_Short task_.
Copy exactly, and only, the lines from the line containing "Please indicate the lichen" through the last line of the records below, both included.

_Dataset_.
----------------------------------------
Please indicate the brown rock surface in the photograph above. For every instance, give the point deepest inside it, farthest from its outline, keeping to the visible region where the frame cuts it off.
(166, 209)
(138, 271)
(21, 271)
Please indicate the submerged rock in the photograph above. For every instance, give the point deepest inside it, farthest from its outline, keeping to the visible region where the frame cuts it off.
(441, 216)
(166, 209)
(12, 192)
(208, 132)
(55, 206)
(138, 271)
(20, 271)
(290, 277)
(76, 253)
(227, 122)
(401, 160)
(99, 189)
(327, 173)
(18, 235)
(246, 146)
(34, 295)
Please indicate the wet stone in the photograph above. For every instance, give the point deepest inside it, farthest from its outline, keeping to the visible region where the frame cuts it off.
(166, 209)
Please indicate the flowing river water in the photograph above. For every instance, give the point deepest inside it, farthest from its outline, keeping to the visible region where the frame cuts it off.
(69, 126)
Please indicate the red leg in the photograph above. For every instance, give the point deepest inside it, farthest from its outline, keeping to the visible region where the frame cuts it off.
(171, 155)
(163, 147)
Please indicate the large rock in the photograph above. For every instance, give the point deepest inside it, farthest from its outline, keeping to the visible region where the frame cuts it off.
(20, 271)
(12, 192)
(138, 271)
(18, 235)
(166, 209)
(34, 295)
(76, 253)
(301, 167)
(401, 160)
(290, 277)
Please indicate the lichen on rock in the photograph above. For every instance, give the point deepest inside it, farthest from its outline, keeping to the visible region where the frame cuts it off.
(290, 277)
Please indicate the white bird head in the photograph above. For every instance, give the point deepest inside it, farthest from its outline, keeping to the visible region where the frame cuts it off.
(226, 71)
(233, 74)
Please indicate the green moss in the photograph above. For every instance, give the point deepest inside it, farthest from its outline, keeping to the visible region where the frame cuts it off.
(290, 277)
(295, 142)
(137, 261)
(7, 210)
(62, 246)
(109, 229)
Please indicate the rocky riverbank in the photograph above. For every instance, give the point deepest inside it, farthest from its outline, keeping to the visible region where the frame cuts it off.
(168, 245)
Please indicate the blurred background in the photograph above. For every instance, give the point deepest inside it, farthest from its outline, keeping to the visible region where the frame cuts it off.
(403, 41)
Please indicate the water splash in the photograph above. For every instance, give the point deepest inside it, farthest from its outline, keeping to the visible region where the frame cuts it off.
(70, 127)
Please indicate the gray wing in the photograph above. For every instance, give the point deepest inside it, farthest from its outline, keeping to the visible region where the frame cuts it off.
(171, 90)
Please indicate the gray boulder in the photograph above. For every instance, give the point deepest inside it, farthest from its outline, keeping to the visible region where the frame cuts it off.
----------------------------------------
_Output_.
Please indicate the lichen on rock in the photograph above. For every instance, give the point deepest inside it, farthest from its outline, keeping to the visible region where the frame cuts it off.
(290, 277)
Please indicate the white bird head in the photograph above. For every instance, give the point deepest inside it, farthest from its outline, keeping to the visible region where the frame cuts it off.
(226, 71)
(233, 74)
Please indicate the green moss in the photograph above. For every instance, give the point deepest inside it, farthest from its outline, keeping to the visible region where the frame cuts it off.
(290, 277)
(295, 142)
(137, 261)
(7, 210)
(62, 246)
(109, 229)
Please indicate the rocky riverbank in the photograph above. For every instance, give the point deepest inside it, farthest from its outline, keeping to the visible region where the frame cuts it off.
(168, 245)
Please indicate the blurred background in the photograph above. For every instance, give the point deepest inside it, farthest from its outline, keeping to the visible region where the frame cuts it off.
(403, 41)
Please indicate the water splash in the photograph above. For every instance, give the point deepest inside it, farthest from its outline, keeping to the visible region where the frame cuts it off.
(70, 127)
Please indicate the gray wing in the photograph above. For every instance, give the point deepest inside it, farthest from its outline, keeping to the visible region where the frame cuts it off.
(171, 90)
Please indicate the gray boulder in the photograph above. For every instance, give the point deepest inside it, farthest from its outline, keeping to the visible region where the frame cuts it off.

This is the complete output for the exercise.